*** Data records Section Begins ***
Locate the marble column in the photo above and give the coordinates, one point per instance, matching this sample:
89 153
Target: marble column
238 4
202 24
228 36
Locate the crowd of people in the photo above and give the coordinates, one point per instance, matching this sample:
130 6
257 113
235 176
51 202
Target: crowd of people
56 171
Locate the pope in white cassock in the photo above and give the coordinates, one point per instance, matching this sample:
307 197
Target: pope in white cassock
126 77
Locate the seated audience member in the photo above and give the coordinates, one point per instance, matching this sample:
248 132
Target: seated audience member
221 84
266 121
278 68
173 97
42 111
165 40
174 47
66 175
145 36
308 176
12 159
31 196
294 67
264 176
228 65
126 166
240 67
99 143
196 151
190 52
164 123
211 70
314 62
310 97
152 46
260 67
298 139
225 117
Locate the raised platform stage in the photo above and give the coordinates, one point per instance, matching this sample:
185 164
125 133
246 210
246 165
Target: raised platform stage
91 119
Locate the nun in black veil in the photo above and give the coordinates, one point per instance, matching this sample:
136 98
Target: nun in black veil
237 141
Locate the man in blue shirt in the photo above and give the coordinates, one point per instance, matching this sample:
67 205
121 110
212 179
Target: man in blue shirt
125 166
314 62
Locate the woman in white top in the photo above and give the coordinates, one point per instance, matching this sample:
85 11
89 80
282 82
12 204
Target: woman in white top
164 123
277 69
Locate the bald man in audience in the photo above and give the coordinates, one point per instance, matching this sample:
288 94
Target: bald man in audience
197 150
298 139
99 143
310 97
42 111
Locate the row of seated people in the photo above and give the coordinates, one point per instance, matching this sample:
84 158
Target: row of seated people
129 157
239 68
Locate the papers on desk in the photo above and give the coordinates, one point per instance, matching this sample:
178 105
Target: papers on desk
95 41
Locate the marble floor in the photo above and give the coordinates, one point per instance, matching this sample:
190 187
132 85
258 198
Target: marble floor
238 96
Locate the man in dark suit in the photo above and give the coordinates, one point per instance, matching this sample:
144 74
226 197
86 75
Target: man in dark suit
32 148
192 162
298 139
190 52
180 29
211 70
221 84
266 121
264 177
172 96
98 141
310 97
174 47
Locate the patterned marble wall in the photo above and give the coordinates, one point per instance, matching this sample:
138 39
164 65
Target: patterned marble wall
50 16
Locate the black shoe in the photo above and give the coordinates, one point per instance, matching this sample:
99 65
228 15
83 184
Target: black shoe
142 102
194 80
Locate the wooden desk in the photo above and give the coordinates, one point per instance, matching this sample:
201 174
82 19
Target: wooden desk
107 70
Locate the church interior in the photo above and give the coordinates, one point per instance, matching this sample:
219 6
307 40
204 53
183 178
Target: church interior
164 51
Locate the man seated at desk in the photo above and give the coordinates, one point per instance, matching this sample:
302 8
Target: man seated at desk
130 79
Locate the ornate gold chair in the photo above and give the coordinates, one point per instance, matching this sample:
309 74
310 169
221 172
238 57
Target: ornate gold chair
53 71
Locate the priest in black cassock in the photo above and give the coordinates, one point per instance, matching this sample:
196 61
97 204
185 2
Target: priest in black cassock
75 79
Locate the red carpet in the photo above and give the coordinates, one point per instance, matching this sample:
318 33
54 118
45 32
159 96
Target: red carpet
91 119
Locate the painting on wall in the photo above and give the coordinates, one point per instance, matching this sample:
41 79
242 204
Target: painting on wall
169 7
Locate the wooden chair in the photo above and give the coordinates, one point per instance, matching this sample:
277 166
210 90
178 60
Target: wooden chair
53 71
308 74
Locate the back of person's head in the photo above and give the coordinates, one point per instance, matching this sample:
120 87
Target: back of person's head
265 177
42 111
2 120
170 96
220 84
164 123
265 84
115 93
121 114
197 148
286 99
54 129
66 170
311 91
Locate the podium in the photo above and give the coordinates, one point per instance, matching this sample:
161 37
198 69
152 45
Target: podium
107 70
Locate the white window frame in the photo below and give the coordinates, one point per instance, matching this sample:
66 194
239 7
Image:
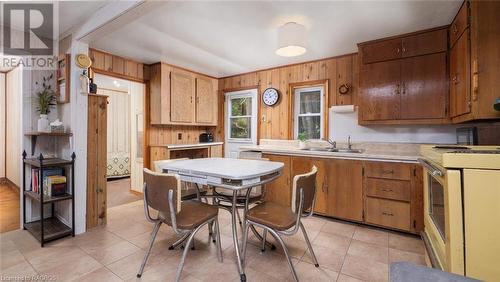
*** Data records Section Ends ***
* What the task asks *
Set every record down verbatim. No pictures belong in the copy.

* Solution *
Locate the marble column in the photo above and give the coordinates, one point per instance, matching this sample:
89 153
Target: marble column
238 4
202 24
228 36
Locate the crowd of people in the photo above and give the coordinates, one point per instance, matching this sample:
130 6
257 113
235 176
51 202
Target: crowd of people
56 171
Locate the pope in white cassock in the photo above and give the coordinates, one point per instance, matching this sample:
307 197
Target: pope in white cassock
126 77
Locate the seated audience member in the photo above and give the coordinates, one point per instance, matching this sample:
248 132
Target: seated audience member
221 84
266 121
278 68
173 97
42 111
165 40
174 47
66 175
145 36
308 176
12 159
31 196
294 67
264 176
228 65
126 166
240 67
99 143
196 151
190 52
164 123
211 70
314 62
310 97
152 46
260 67
298 139
225 117
Locate the raised platform stage in the photo above and give the coordinates, one point per instance, matching this sample:
185 164
125 133
246 210
246 165
Target: raised platform stage
91 119
Locate the nun in black veil in the photo above and give the coordinates, one point per instance, matching this sample:
136 98
Target: nun in black veil
237 141
Locate the man in blue shirt in the photo above and give the coordinates, one point per instance, matching this sample:
67 205
121 110
212 179
Target: man in blue shirt
125 166
314 62
Locate the woman in white top in the photo above and give the coordinates, one point per instance, matching this sample:
85 11
89 80
282 82
12 204
Target: woman in white top
164 123
277 69
Locate the bald man in audience in the photo above and give the coordinates, one point per instance, matching this sample:
288 94
Target: bald man in audience
197 150
298 139
99 143
310 97
42 111
Locate the row of seated people in the photo above and give the coordinates, one point per instance, matching this sample:
84 158
Target: row of seated people
129 157
239 68
Locate the papers on desk in the photo above and give the coordinates, one point per instance, matching this sample:
178 105
Target: papers on desk
95 41
Locate the marble floor in the photo above and give the coordinates, one point per instance, matching this sample:
190 187
132 85
258 198
Target: marble floor
238 96
Locate the man in dark suit in the photo above and give the coordinates, one point per instance, matching this sample:
144 74
226 197
86 75
Target: man in dark suit
32 148
192 162
298 139
190 52
180 29
211 70
221 84
266 121
264 177
172 96
98 141
310 97
174 47
Locate the patterned marble wall in the photo above and give the coordinates, one point per instance, matching this sample:
138 39
164 65
Target: patterned marble wall
50 16
Locate the black shoe in the photo above and give the coordinates, one point per instance, matching this sample:
99 65
228 15
83 184
Target: black shoe
142 102
194 80
Locate the wooden desk in the photo above and give the coordinates, one point per instance, matching this sample:
201 174
82 19
Target: wooden desk
107 70
Locate the church interior in the photo above and give the coordinates, one point per instance, matching this sample:
219 6
307 40
204 53
183 178
Target: church interior
164 51
Locate the man seated at desk in the photo above and give the coordinates, one point per instance, matching this sample:
302 8
Target: man seated at desk
130 79
Locate the ornate gold chair in the photo above and give the coordinates, one point per instance, matching this sample:
309 74
310 169
221 172
238 57
Target: ornate gold chair
53 71
Locate the priest in black cassock in the photo above and give the coordinates, one point per instance, matching this sample:
196 61
97 204
185 2
Target: priest in black cassock
75 79
Locate the red carpet in the photo above and give the coordinates, one point per instance, matching this sample:
318 33
54 118
45 32
159 96
Target: red carpet
91 119
Locate the painting on wall in the photo above and give the coordinates, one point per instance, matching this sample:
41 79
242 204
Target: painting on wall
169 7
Locate the wooden chair in the photo above and give the coordinates, one point per instance, matching this sample:
277 166
210 90
178 60
Target: wooden chair
53 71
308 74
Locate the back of person's head in the photo above and give the coordinates, one point per instance, matching this sample:
120 87
Target: back of person's head
265 177
42 111
2 120
170 96
220 84
164 123
265 84
115 93
121 114
197 148
286 99
54 129
66 170
311 91
Locate the podium in the photo above and give the coordinates, one point per instance, matching this sample:
161 37
198 69
152 45
Target: podium
107 70
Locate the white window frame in the photo below and give the coordinates, one point per instance, matching this sample:
66 194
239 7
Image:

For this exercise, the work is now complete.